What is required: At the line with "of the open", start repeating the data, and continue line by line through the final line, exactly.

Input data:
━━━━━━━━━━━━━━━━━━━━━━━━━━━━━━

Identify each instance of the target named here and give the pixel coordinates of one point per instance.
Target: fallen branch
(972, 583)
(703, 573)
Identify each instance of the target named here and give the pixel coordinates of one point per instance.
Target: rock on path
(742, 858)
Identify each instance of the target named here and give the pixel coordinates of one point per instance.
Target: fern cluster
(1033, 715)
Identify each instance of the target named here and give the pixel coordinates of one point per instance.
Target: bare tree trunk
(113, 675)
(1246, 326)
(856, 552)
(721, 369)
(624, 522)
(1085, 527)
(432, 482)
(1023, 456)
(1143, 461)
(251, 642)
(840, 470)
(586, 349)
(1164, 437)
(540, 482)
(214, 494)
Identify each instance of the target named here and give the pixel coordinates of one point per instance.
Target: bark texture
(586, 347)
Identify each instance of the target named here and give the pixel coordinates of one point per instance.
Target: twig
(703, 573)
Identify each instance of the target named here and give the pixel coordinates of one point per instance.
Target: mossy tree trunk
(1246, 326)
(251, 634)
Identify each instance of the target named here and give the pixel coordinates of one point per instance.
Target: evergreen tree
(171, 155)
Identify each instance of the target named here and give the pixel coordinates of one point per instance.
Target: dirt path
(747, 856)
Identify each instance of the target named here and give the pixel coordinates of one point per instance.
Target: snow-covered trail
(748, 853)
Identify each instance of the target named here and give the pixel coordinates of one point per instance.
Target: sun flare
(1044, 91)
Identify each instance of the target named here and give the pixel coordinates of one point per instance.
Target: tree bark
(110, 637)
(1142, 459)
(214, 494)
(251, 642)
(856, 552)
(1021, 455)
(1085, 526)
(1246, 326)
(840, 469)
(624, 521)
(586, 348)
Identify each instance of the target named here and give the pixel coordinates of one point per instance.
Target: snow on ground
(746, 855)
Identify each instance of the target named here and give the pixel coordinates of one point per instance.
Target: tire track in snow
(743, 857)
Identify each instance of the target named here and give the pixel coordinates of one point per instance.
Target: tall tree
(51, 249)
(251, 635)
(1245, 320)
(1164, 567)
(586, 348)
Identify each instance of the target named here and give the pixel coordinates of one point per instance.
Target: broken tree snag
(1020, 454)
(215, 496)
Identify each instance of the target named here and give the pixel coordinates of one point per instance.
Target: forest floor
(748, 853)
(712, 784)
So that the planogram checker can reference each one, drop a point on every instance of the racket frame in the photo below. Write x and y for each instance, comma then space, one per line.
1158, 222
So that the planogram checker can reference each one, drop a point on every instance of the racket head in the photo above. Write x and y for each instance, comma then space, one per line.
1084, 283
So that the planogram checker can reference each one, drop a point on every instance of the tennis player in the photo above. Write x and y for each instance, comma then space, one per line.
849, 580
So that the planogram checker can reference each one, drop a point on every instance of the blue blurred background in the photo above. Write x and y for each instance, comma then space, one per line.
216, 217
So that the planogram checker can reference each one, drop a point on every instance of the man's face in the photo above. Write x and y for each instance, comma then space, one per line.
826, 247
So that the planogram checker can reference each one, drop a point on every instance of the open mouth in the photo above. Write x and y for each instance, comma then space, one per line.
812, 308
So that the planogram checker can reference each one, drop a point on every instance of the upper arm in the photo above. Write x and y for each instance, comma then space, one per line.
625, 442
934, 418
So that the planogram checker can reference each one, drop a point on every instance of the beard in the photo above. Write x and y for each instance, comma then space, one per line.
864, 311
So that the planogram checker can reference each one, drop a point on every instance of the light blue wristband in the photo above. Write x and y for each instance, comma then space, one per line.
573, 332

━━━━━━━━━━━━━━━━━━━━━━━━━━━━━━

Answer section:
So that the planogram checker can reference each one, drop a point on every instance of the open mouth in the photo above. Write x and y for each instance, comma then space, one per line.
812, 308
So that the planogram checker can reference each one, drop a point on every instance of the upper arm in the photo above. Write x and y for each instance, comma then space, one per line.
625, 442
934, 418
So that the planogram checker can reference each one, drop a point on every instance of the beard in the photo above. Write x and y for each instance, comma then space, one per line.
864, 311
So that the planogram checker can reference each one, drop a point on every instance of the light blue wristband in the photo above. Write x and y for each instance, comma then space, one per line.
573, 332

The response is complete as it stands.